Data supplied =>
• • • • • • •

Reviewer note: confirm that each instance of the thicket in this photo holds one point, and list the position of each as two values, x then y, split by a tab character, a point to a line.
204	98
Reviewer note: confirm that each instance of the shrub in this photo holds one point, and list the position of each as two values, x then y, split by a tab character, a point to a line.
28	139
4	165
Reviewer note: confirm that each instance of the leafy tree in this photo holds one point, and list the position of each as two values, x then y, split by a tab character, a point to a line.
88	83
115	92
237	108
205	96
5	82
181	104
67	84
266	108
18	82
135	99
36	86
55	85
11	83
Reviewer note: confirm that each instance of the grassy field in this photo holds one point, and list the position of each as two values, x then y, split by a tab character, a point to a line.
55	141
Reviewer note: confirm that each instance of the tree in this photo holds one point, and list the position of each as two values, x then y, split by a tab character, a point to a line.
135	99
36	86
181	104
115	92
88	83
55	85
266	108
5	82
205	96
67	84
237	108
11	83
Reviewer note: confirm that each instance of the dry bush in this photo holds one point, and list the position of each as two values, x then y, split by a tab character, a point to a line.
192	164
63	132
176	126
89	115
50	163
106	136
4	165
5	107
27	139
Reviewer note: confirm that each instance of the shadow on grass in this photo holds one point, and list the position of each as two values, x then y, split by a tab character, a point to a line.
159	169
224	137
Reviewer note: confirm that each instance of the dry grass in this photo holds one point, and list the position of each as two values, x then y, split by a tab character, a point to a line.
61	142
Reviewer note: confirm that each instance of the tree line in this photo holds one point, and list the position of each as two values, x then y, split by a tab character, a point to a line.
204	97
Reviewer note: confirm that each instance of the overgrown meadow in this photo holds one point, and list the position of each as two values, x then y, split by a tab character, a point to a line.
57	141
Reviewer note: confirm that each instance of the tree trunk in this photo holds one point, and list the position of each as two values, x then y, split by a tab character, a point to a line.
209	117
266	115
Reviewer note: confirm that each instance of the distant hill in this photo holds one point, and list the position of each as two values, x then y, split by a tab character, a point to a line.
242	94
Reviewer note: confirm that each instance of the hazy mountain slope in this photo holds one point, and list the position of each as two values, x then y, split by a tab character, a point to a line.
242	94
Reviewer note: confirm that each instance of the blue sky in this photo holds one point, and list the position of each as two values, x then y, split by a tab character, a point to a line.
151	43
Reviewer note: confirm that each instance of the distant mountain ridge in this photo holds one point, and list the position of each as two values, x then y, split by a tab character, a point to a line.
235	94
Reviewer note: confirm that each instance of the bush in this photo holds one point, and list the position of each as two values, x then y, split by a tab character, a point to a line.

• • • • • • •

Rewrite everything from the line containing "Reviewer note: confirm that each instance of the dry grass" down to the last of the lines above. Keep every line, raise each x and y point coordinate by 44, and leave all other text unchanged.

Completed exercise =>
Reviewer note: confirm that each instance of the dry grass in this photo holds one point, and list the position of each as two values, x then y, split by a tab character, a point to a line.
105	186
Reviewer note: confirm that each instance of the tree line in this photo holds one point, and list the position of each as two values, x then y, split by a tab character, a point to a line.
248	141
Reviewer note: confirm that each instance of the overgrown meadow in this photo holds one point, and list the position of each as two values, x then y, split by a tab character, a point to a line.
101	185
Reviewer note: confirm that each instance of the tree trunk in this photo holds one point, and list the position of each as two values, x then y, split by a tab character, a point to a line.
253	161
310	159
Reviewer note: confirm that each instance of the distant hill in this photo holds one point, and list the position of each as two values, x then y, split by a tab character, a point to a line.
286	138
Reviewer note: confirm that each instance of the hazy mountain slope in this photo holds one point, and list the position of each as two values, x then y, split by a tab character, a point to a line.
286	138
Reviewer note: confirm that each instance of the blue sky in this photo holds one point, and list the position of each as two values, x then y, split by a tab character, a point to a line.
195	87
Reviewer note: confirm that each instance of the distant mountain ridge in this photo holds one point, and list the position of each as two values, x then y, split by a tab character, a point to a line.
279	138
Reviewer note: confirm that each instance of the bush in this photo holds one point, and list the position of each as two values, x then y, split by a tab character, a point to a line.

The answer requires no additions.